## What the task requires
Copy every line of the following items without any changes.

## Material shown
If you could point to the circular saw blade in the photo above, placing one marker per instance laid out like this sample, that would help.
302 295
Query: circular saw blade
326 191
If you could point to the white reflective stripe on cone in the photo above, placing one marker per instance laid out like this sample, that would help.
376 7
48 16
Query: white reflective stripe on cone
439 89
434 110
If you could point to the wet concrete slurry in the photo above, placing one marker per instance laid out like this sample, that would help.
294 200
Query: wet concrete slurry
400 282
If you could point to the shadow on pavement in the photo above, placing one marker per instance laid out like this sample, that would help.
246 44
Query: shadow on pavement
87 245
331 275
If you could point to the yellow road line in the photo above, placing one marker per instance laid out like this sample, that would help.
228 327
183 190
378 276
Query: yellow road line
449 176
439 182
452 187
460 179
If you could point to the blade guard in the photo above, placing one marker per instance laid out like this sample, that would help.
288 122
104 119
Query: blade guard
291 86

## Written solution
If you could point to the circular saw blade in the photo above, placing one marker per instance laid out like this sample, that would help.
302 295
Query: circular saw blade
326 191
If you could point to the white reflective stripe on cone in the photo above, placing one marker per instance laid out like this sample, that would help.
376 7
48 16
Query: white reflective stripe on cone
439 89
434 110
If you could point to the wet concrete slurry in the photo above, placing one marker per instance laid out like this sample, that would help.
294 200
Query: wet concrete slurry
400 282
If you could point to the shadow on pavement in the photo above, placing one marker per instance laid out like this sample, that would help.
246 44
Query: shadow on pavement
87 245
331 275
If you could point to the yellow road line in the photo above, placing one marker per instance laid out like this sample, that would help.
228 327
183 190
378 276
Query: yellow road line
449 176
439 182
452 187
460 179
If you could point to the blade guard in the photo above, placing one marker per instance laid out like this sample, that would help.
288 122
104 119
Query: blade guard
291 86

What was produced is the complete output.